[Source document — start]

Built-in
Debuggers
Copyright 1993,
Jack G. Ganssle
Abstract
More and more
processors have built-in debugging resources. Here's a look at what features
they offer.
Published in
Embedded Systems Programming, September, 1993
Take pity on
the poor embedded programmer. Too many "save money" by relying
on only the crudest of tools, but even those with
the largest budgets and best desires are often forced into the same trap when
using a leading-edge part that beats the tools to market.
Finally our wails
of anguish are being heard by the chip makers. We're starting to see on-board
debugging resources on quite a few new
CPUs. It's hard to dedicate processor pins to debugging, as they contribute
nothing to the end-product. However, development is such a
huge part of the cost of most embedded products that there is often little
choice but to add recurring costs to mitigate NRE. Internal
Registers
Intel addressed
debugging problems early on with the 386 microprocessor. Evidently they recognized
that the speed of the processor was
such that traditional debuggers would be prohibitively expensive. It's hard
to push electrons through a cable at 33 Mhz (or, at 66 Mhz for
the 486... soon to be 99 Mhz if IBM's rumored clock tripler part comes out).

[Source document — finish]
[Supplied material — start]

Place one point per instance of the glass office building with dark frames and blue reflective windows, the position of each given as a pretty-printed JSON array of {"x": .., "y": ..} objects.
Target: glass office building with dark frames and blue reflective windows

[Supplied material — finish]

- What is being asked:
Please copy the passage from the built-in debuggers article, from "Finally our wails" up to and including "part comes out).".

- Answer to the problem:
Finally our wails
of anguish are being heard by the chip makers. We're starting to see on-board
debugging resources on quite a few new
CPUs. It's hard to dedicate processor pins to debugging, as they contribute
nothing to the end-product. However, development is such a
huge part of the cost of most embedded products that there is often little
choice but to add recurring costs to mitigate NRE. Internal
Registers
Intel addressed
debugging problems early on with the 386 microprocessor. Evidently they recognized
that the speed of the processor was
such that traditional debuggers would be prohibitively expensive. It's hard
to push electrons through a cable at 33 Mhz (or, at 66 Mhz for
the 486... soon to be 99 Mhz if IBM's rumored clock tripler part comes out).